_WORK REQUEST_
Whenever a line of the entries below holds the string "rough", copy that line and return it.

_EXCERPTED DATA_
========
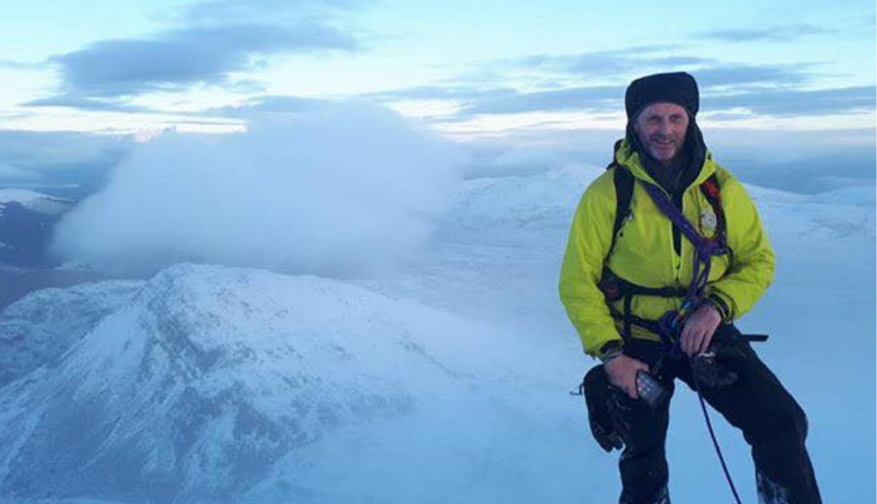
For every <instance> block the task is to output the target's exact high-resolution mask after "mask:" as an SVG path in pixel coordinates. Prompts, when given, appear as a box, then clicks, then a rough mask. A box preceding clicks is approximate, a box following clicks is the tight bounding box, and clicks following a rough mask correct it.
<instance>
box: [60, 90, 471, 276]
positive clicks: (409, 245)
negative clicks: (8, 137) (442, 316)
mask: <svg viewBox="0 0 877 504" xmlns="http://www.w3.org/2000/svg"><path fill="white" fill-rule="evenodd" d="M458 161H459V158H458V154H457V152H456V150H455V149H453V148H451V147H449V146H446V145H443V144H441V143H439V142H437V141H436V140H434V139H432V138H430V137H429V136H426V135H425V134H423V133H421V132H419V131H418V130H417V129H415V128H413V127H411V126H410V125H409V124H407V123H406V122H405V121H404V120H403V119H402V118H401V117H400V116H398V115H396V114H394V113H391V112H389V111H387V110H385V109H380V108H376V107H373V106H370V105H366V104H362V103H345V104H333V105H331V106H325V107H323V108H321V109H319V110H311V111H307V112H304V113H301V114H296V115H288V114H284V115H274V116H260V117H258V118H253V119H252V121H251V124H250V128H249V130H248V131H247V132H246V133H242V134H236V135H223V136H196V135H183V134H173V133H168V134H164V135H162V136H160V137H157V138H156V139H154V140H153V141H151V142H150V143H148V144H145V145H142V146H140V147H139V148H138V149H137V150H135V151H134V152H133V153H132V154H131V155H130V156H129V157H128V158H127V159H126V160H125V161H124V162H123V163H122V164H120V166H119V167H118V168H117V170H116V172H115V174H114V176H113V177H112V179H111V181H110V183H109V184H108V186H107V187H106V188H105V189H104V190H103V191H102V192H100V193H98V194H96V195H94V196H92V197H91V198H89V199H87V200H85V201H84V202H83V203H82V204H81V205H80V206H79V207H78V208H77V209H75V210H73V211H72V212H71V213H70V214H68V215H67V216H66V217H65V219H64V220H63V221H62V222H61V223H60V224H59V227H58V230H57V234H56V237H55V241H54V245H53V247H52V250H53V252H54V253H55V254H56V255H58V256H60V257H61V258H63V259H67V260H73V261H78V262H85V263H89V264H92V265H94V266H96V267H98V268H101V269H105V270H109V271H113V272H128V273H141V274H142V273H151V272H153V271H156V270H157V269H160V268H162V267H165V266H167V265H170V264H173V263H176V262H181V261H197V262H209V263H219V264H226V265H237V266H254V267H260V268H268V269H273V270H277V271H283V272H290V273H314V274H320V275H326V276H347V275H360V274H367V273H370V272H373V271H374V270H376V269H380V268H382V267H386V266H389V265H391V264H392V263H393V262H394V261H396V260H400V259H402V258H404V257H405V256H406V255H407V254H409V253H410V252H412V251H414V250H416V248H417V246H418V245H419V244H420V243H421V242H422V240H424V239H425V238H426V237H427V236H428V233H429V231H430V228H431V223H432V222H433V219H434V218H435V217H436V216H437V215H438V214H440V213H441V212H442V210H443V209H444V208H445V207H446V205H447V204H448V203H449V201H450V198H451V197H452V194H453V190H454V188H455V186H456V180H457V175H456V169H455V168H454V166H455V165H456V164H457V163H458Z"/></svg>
========
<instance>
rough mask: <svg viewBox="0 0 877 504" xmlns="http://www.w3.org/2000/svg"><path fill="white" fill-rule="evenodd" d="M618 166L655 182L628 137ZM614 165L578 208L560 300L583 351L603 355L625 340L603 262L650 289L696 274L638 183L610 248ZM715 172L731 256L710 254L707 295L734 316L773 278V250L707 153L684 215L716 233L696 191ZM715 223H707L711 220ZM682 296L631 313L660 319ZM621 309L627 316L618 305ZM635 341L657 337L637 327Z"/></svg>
========
_THE COMPLETED TASK_
For every <instance> block the task is to output the target's exact high-resolution mask after "mask:" as an SVG path in pixel coordinates. Prompts, when given, appear as a box, then clicks, then a rough mask. A box preceding clicks is approximate, a box following clicks is the tight bounding box, and clicks following a rough mask correct it.
rough mask: <svg viewBox="0 0 877 504" xmlns="http://www.w3.org/2000/svg"><path fill="white" fill-rule="evenodd" d="M618 166L655 182L628 137ZM614 165L578 208L560 300L583 351L603 355L625 340L603 262L650 289L696 274L638 183L610 248ZM715 172L731 256L710 254L707 295L734 316L773 278V250L707 153L684 215L716 233L696 191ZM715 223H707L711 220ZM682 296L631 313L660 319ZM621 309L627 316L618 305ZM635 341L657 337L637 327Z"/></svg>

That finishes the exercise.